=== EXERCISE GOAL ===
The reply should hold every line of the data below, unchanged, and none of the pictures.
*** THE DATA Section Begins ***
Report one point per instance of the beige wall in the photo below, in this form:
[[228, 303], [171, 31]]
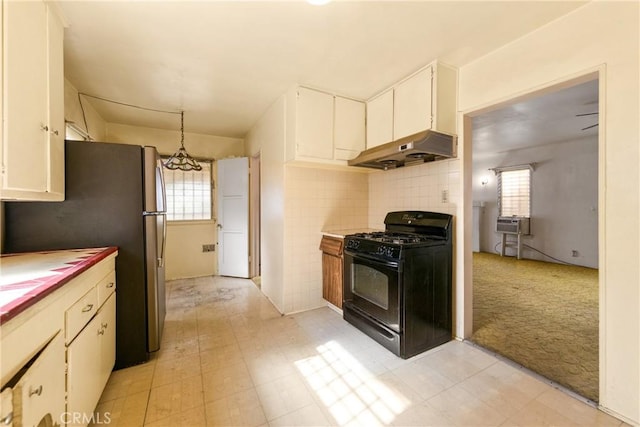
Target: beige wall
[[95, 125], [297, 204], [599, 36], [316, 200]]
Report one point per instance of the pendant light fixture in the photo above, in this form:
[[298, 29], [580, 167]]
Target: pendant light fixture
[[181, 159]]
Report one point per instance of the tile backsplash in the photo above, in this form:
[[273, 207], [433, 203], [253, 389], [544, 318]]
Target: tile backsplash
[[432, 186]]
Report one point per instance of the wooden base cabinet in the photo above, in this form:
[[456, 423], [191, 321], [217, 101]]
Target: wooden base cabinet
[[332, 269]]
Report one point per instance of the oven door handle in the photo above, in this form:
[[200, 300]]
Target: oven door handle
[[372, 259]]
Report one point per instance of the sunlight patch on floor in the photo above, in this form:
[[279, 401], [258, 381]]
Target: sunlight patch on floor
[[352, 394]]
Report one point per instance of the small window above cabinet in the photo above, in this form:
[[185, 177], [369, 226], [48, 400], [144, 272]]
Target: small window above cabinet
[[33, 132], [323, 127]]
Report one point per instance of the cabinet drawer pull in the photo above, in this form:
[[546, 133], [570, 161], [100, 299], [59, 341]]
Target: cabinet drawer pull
*** THE DATA Section Ends ***
=== ANSWER SECTION ===
Report one point per instance of the beige wall in the photo below, in this form:
[[228, 303], [171, 31]]
Target: beige wall
[[95, 125], [297, 204], [599, 36], [316, 200]]
Report one point per instance of the pendant light fixture in the photo above, in this form:
[[298, 29], [580, 167]]
Target: pendant light fixture
[[181, 159]]
Report one point per instance of the tile backsplash in the photo above, in this form:
[[273, 207], [433, 203], [253, 389], [544, 318]]
Target: tile backsplash
[[432, 186]]
Report one point per instance of the wooden base cabinet in the photo above, in this form:
[[456, 423], [191, 321], [217, 101]]
Target: wooden base cabinet
[[332, 269]]
Report one point per instance of the oven door handle in the photo above, in this form:
[[200, 300]]
Target: oven door handle
[[372, 259]]
Report one point per instance of the sunlight patch on floor in the photo above, in this form:
[[279, 401], [258, 381]]
Target: sunlight patch on floor
[[352, 394]]
Report one point per instance of the small window above cabinet in the photo above, in this form:
[[185, 177], [369, 226], [48, 400], [144, 272]]
Target: small window above cabinet
[[33, 132], [323, 127]]
Report one point per instance of the cabinet drawer pull in the photo above, in this form:
[[546, 133], [570, 161], [100, 299], [59, 341]]
Target: cabinet drawer pull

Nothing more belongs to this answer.